TO DO
Leaving out every image, restate all the records word for word.
◇ ◇ ◇ ◇ ◇ ◇ ◇
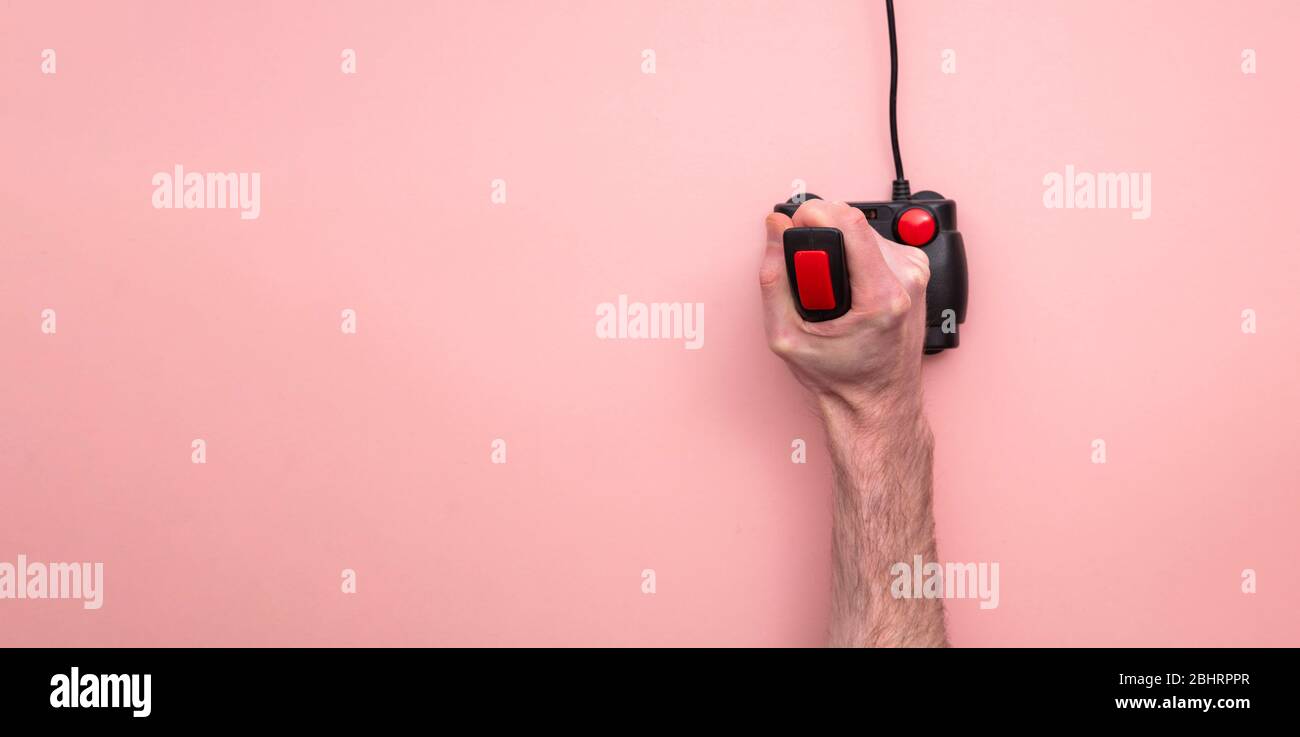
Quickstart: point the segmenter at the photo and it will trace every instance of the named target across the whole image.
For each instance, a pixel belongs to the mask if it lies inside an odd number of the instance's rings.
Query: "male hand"
[[[846,314],[826,322],[799,317],[785,270],[783,237],[791,227],[838,228],[844,234],[852,293]],[[759,284],[768,344],[823,409],[919,411],[914,403],[921,390],[929,280],[925,252],[877,235],[856,207],[808,200],[793,221],[780,213],[767,216]]]

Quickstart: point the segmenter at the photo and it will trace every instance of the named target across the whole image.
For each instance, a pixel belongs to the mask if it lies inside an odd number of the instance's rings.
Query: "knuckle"
[[[800,205],[797,210],[795,210],[795,214],[798,215],[800,212],[802,212],[805,215],[807,215],[808,213],[821,212],[825,207],[826,207],[825,200],[804,200],[803,204]]]
[[[889,295],[889,315],[891,317],[903,317],[912,311],[912,295],[907,293],[906,289],[899,289]]]
[[[767,340],[767,346],[772,352],[781,358],[789,358],[794,355],[795,343],[790,335],[784,331],[774,333]]]
[[[914,260],[918,266],[924,268],[925,273],[928,276],[930,273],[930,254],[926,253],[925,250],[921,248],[912,248],[910,250],[912,260]]]
[[[871,224],[867,222],[867,216],[863,215],[861,210],[842,203],[841,208],[836,213],[841,228],[862,234],[874,232],[871,230]]]
[[[898,280],[908,290],[924,291],[930,284],[930,257],[925,251],[913,246],[897,246],[893,254]]]
[[[871,313],[871,321],[877,326],[890,329],[897,327],[912,311],[912,296],[900,285],[883,295],[879,305]]]
[[[930,284],[930,265],[916,264],[916,266],[907,270],[907,279],[912,287],[924,290]]]

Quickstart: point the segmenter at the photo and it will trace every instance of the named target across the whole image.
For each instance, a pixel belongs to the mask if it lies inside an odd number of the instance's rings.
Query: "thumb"
[[[764,317],[771,327],[790,321],[796,314],[790,296],[790,278],[785,273],[785,231],[794,223],[785,215],[774,212],[767,216],[764,225],[767,245],[758,268],[758,286],[763,292]]]

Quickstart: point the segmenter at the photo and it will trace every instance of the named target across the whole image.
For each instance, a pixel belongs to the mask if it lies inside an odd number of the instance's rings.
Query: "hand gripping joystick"
[[[807,195],[807,199],[819,199]],[[773,208],[793,217],[801,200]],[[957,203],[935,192],[918,192],[889,202],[850,202],[877,233],[923,249],[930,259],[925,291],[925,352],[938,353],[960,343],[966,321],[966,247],[957,231]],[[785,269],[799,315],[808,322],[834,320],[852,306],[844,235],[836,228],[785,231]]]

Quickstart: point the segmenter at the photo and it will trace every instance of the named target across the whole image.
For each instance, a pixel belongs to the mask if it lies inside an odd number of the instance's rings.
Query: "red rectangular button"
[[[799,285],[799,303],[805,310],[835,309],[831,262],[825,251],[796,251],[794,279]]]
◇ ◇ ◇ ◇ ◇ ◇ ◇
RESPONSE TO THIS TASK
Quickstart: point the segmenter at the photo and it will trace every instance of the named target across the whole image.
For each instance, a pixel belongs to the mask if it lies inside an odd number of the instance's rings.
Query: "male hand"
[[[846,314],[826,322],[799,317],[785,270],[783,237],[791,227],[838,228],[844,234],[852,293]],[[759,284],[768,344],[823,409],[919,411],[914,403],[921,390],[929,280],[925,252],[877,235],[856,207],[808,200],[793,221],[780,213],[767,216]]]

Quickstart: point the segmenter at the photo and it will trace every instance of the named target across the whole image.
For each instance, a pixel belongs to the mask if it lies inside an odd number of the instance's rings.
Query: "knuckle"
[[[800,205],[797,210],[795,210],[795,214],[798,215],[800,212],[802,212],[805,215],[807,215],[808,213],[821,212],[825,207],[826,207],[825,200],[804,200],[803,204]]]
[[[889,295],[889,315],[891,317],[903,317],[912,311],[912,295],[907,293],[906,289],[899,289]]]
[[[767,340],[767,346],[772,352],[781,358],[789,358],[794,355],[795,343],[790,335],[784,331],[774,333]]]
[[[914,260],[918,266],[924,268],[925,273],[928,276],[930,273],[930,254],[926,253],[925,250],[921,248],[912,248],[910,250],[912,260]]]
[[[871,224],[867,222],[867,216],[863,215],[861,210],[842,203],[841,208],[836,213],[841,228],[862,234],[874,232],[871,230]]]
[[[898,280],[908,290],[924,291],[930,284],[930,257],[925,251],[913,246],[897,246],[893,254]]]
[[[871,313],[871,321],[877,326],[890,329],[897,327],[912,311],[912,296],[900,285],[883,295],[879,305]]]
[[[930,284],[930,265],[916,264],[916,266],[907,270],[907,279],[912,287],[924,290]]]

Quickstart: point the segmenter at the photo and it will trace every instance of the named target across the whole image.
For each instance, a pixel belongs to the mask if it lies inside an odd number of the instance's rings.
Query: "thumb"
[[[764,317],[771,327],[790,321],[796,314],[790,296],[790,278],[785,273],[785,231],[794,223],[785,215],[774,212],[767,216],[764,225],[767,245],[758,268],[758,286],[763,292]]]

Quickstart: point the segmenter at the photo and it will trace every instance of the named target across the whole image.
For each instance, a pixel belongs to the mask if it lies inside an odd number of the instance's rings.
Query: "hand gripping joystick"
[[[807,195],[807,199],[819,199]],[[773,208],[793,217],[801,200]],[[957,203],[935,192],[918,192],[889,202],[850,202],[877,233],[923,249],[930,259],[925,291],[925,352],[938,353],[960,343],[966,321],[966,247],[957,231]],[[785,269],[799,315],[808,322],[834,320],[852,306],[844,235],[836,228],[785,231]]]

Quickstart: point the segmenter at the photo and it will trace every instance of the named target across the whole image.
For each instance, a pixel belongs to the mask if it lies inside an odd number of the instance's rings.
Query: "red rectangular button"
[[[799,285],[799,303],[805,310],[835,309],[831,262],[825,251],[796,251],[794,279]]]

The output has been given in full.